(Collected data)
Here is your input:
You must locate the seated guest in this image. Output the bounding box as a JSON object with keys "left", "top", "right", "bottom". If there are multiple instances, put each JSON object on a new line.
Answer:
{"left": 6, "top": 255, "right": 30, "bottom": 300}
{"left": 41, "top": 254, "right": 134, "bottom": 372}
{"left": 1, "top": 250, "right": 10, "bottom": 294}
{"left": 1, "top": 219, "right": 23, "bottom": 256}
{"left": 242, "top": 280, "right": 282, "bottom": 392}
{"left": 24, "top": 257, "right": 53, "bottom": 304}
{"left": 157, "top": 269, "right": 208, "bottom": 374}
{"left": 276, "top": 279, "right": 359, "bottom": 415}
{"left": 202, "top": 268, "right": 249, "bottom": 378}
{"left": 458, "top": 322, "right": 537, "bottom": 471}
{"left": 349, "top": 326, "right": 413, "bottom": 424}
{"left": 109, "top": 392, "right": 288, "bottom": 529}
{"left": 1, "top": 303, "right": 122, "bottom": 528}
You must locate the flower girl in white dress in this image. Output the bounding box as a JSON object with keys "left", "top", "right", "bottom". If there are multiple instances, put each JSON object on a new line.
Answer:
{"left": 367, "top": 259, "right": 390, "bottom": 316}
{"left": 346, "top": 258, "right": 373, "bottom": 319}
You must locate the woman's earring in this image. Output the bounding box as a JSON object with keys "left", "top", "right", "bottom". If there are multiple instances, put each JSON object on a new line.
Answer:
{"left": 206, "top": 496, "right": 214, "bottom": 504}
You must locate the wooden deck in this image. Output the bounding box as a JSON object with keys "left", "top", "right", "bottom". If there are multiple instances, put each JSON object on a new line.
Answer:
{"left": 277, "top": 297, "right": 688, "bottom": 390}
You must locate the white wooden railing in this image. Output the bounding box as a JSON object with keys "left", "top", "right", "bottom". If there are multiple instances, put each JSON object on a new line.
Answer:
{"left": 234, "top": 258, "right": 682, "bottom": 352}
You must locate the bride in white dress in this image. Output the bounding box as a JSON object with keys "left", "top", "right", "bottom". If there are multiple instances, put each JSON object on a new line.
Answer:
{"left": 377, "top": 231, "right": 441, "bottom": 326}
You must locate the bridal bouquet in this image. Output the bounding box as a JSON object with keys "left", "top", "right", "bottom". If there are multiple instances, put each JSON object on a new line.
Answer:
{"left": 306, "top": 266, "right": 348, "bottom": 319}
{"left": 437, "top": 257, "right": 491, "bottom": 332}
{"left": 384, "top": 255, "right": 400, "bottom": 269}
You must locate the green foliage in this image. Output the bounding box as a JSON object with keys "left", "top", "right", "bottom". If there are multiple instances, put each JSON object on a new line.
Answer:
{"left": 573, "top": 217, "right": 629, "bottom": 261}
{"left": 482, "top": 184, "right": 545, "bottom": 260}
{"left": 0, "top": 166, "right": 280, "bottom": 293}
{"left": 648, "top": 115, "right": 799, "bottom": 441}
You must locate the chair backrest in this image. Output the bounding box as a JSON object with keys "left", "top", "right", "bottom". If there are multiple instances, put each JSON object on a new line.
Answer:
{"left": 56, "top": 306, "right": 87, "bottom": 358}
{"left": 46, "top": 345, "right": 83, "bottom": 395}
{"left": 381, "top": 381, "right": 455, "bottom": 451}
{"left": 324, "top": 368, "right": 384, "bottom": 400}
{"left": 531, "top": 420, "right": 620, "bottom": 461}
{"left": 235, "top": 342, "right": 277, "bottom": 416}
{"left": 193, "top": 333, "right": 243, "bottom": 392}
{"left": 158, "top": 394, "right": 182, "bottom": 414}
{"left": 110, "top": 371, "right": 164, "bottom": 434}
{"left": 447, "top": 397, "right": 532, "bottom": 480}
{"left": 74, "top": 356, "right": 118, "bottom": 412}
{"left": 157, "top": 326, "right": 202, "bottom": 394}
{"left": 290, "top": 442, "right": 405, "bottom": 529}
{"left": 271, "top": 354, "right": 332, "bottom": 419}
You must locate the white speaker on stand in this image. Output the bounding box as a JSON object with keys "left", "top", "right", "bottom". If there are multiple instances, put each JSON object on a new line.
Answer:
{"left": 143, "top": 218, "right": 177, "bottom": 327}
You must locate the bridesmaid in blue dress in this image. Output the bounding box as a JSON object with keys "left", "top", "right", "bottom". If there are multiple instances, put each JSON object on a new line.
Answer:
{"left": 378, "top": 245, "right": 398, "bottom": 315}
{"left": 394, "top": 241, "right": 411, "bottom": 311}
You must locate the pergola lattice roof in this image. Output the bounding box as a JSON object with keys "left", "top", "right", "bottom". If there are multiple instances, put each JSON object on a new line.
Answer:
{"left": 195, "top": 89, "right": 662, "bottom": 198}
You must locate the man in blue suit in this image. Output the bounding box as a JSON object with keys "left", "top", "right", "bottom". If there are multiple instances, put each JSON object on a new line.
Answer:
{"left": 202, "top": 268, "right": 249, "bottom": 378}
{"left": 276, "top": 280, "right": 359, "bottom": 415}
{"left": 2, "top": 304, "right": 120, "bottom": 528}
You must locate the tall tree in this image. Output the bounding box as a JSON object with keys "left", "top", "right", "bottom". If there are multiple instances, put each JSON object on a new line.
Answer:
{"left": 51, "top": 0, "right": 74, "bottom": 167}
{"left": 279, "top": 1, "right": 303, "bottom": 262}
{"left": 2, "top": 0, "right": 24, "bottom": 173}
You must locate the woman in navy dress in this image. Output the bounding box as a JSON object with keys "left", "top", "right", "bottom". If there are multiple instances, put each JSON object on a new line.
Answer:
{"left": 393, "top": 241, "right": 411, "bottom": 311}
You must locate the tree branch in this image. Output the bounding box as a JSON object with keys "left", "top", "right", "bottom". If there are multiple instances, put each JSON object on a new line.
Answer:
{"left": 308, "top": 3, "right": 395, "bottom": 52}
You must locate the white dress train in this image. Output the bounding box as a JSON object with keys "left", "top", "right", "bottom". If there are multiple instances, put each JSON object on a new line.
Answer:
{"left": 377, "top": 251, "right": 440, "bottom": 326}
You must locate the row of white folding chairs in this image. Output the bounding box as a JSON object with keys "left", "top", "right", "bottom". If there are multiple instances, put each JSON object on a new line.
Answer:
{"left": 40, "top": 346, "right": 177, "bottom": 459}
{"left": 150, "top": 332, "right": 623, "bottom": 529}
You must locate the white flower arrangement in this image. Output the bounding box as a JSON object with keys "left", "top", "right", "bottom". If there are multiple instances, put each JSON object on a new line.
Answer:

_WORK REQUEST_: Write the complete data out, exactly as above.

_RESULT_:
Here is your input:
You must locate the seated guest in this image. Output the bounding box as a JSON object with keys "left", "top", "right", "bottom". If there are multiple instances, put each JSON object on a new line.
Answer:
{"left": 6, "top": 255, "right": 30, "bottom": 300}
{"left": 41, "top": 254, "right": 134, "bottom": 372}
{"left": 1, "top": 250, "right": 10, "bottom": 294}
{"left": 1, "top": 219, "right": 23, "bottom": 256}
{"left": 242, "top": 280, "right": 282, "bottom": 392}
{"left": 24, "top": 257, "right": 53, "bottom": 304}
{"left": 157, "top": 269, "right": 208, "bottom": 374}
{"left": 276, "top": 279, "right": 359, "bottom": 415}
{"left": 202, "top": 268, "right": 249, "bottom": 378}
{"left": 458, "top": 322, "right": 537, "bottom": 471}
{"left": 349, "top": 326, "right": 413, "bottom": 424}
{"left": 109, "top": 392, "right": 288, "bottom": 529}
{"left": 1, "top": 303, "right": 122, "bottom": 528}
You must locate the flower girl in white dress in this image. Output the bounding box as a JSON object with keys "left", "top", "right", "bottom". If there are multiple instances, put each JSON object on a new line.
Answer:
{"left": 367, "top": 259, "right": 390, "bottom": 316}
{"left": 346, "top": 258, "right": 373, "bottom": 319}
You must locate the woman's earring in this image. Output the bounding box as a JSON object with keys "left", "top", "right", "bottom". If there are multiple instances, put each JSON object on a new line.
Answer:
{"left": 206, "top": 496, "right": 214, "bottom": 504}
You must locate the wooden deck in this image. Output the bounding box as a JSON object with keys "left", "top", "right", "bottom". If there are multiple instances, put each JSON object on a new line.
Answer:
{"left": 277, "top": 297, "right": 688, "bottom": 390}
You must locate the white wooden railing in this image. Output the bounding box as a JSON object with keys "left", "top", "right", "bottom". If there are multiple instances, put each JSON object on a new line.
Answer:
{"left": 234, "top": 258, "right": 682, "bottom": 352}
You must locate the bride in white dress in this image. Output the bounding box as a JSON object with keys "left", "top", "right", "bottom". If there are multiple instances, put each JSON object on a new line.
Answer:
{"left": 377, "top": 231, "right": 441, "bottom": 326}
You must locate the bridal bouquet in this image. Output the bounding box as a JSON object with keys "left", "top", "right", "bottom". If there are multiple instances, put each JSON object on a new line.
Answer:
{"left": 306, "top": 266, "right": 348, "bottom": 319}
{"left": 437, "top": 257, "right": 491, "bottom": 332}
{"left": 384, "top": 255, "right": 400, "bottom": 269}
You must locate the green foliage in this image. Output the bounding box as a JSON object with keys "left", "top", "right", "bottom". If there are multiple instances, put each JSON object on a new line.
Answer:
{"left": 573, "top": 217, "right": 629, "bottom": 261}
{"left": 482, "top": 184, "right": 545, "bottom": 260}
{"left": 0, "top": 166, "right": 280, "bottom": 293}
{"left": 648, "top": 115, "right": 799, "bottom": 441}
You must locate the chair backrest in this image. Output the bounding box as a JSON object with keys "left", "top", "right", "bottom". If there are multiple instances, put each JSON object on a new line.
Answer:
{"left": 56, "top": 306, "right": 87, "bottom": 358}
{"left": 46, "top": 345, "right": 83, "bottom": 395}
{"left": 381, "top": 381, "right": 455, "bottom": 451}
{"left": 324, "top": 368, "right": 384, "bottom": 400}
{"left": 531, "top": 420, "right": 620, "bottom": 461}
{"left": 235, "top": 342, "right": 277, "bottom": 416}
{"left": 193, "top": 333, "right": 243, "bottom": 392}
{"left": 158, "top": 394, "right": 182, "bottom": 414}
{"left": 110, "top": 371, "right": 164, "bottom": 434}
{"left": 447, "top": 397, "right": 532, "bottom": 480}
{"left": 74, "top": 356, "right": 118, "bottom": 412}
{"left": 157, "top": 326, "right": 202, "bottom": 394}
{"left": 290, "top": 442, "right": 405, "bottom": 529}
{"left": 271, "top": 354, "right": 332, "bottom": 419}
You must locate the white speaker on stand in this image. Output the bounding box as a JSON object with keys "left", "top", "right", "bottom". If there are multiple instances, put each JSON object on a new line.
Answer:
{"left": 143, "top": 218, "right": 177, "bottom": 327}
You must locate the bridesmaid in blue dress in this image. Output the bounding box as a JSON object with keys "left", "top", "right", "bottom". If there are multiple instances, put each JSON object on a new line.
Answer:
{"left": 378, "top": 245, "right": 398, "bottom": 315}
{"left": 394, "top": 241, "right": 411, "bottom": 311}
You must locate the pergola lattice roof in this image. Output the bounding box as a JSON object with keys "left", "top", "right", "bottom". If there are multiple instances, put each JSON object on a new line.
Answer:
{"left": 195, "top": 89, "right": 662, "bottom": 198}
You must locate the man in blue suit in this image. Output the bounding box as a JSON object with keys "left", "top", "right", "bottom". If there are multiple instances, put each JSON object on a new line.
Answer:
{"left": 202, "top": 268, "right": 249, "bottom": 378}
{"left": 276, "top": 280, "right": 359, "bottom": 415}
{"left": 2, "top": 304, "right": 120, "bottom": 528}
You must locate the tall tree in this image. Output the bounding box as a JSON object with keys "left", "top", "right", "bottom". If there are multiple instances, put each JSON object on a new line.
Answer:
{"left": 51, "top": 0, "right": 74, "bottom": 167}
{"left": 279, "top": 1, "right": 303, "bottom": 262}
{"left": 2, "top": 0, "right": 24, "bottom": 173}
You must locate the woman in navy dress in this image. Output the bounding box as a JSON object with keys "left", "top", "right", "bottom". If there are multiple instances, put each JSON object on a new line.
Answer:
{"left": 393, "top": 241, "right": 411, "bottom": 311}
You must locate the tree branch in this image. Output the bounding box as a JSON object with keys "left", "top", "right", "bottom". If there are multiple instances, put each JSON object on a new line.
Answer:
{"left": 308, "top": 3, "right": 395, "bottom": 52}
You must locate the white dress train in this image. Output the bounding box as a JSON object with keys "left", "top", "right", "bottom". If there are multiple instances, put each JSON object on a new line.
Answer:
{"left": 377, "top": 251, "right": 440, "bottom": 326}
You must locate the row of white folding chairs in this image. Output the bounding box as a JSON object with keys "left", "top", "right", "bottom". If there are multiple instances, put each JSON object on a new line.
Answer:
{"left": 40, "top": 346, "right": 177, "bottom": 459}
{"left": 150, "top": 332, "right": 623, "bottom": 529}
You must locate the white flower arrangement in this image. Output the bounding box as a JSON object with keys "left", "top", "right", "bottom". If there are multiple instances, put each JSON object on a new line.
Answer:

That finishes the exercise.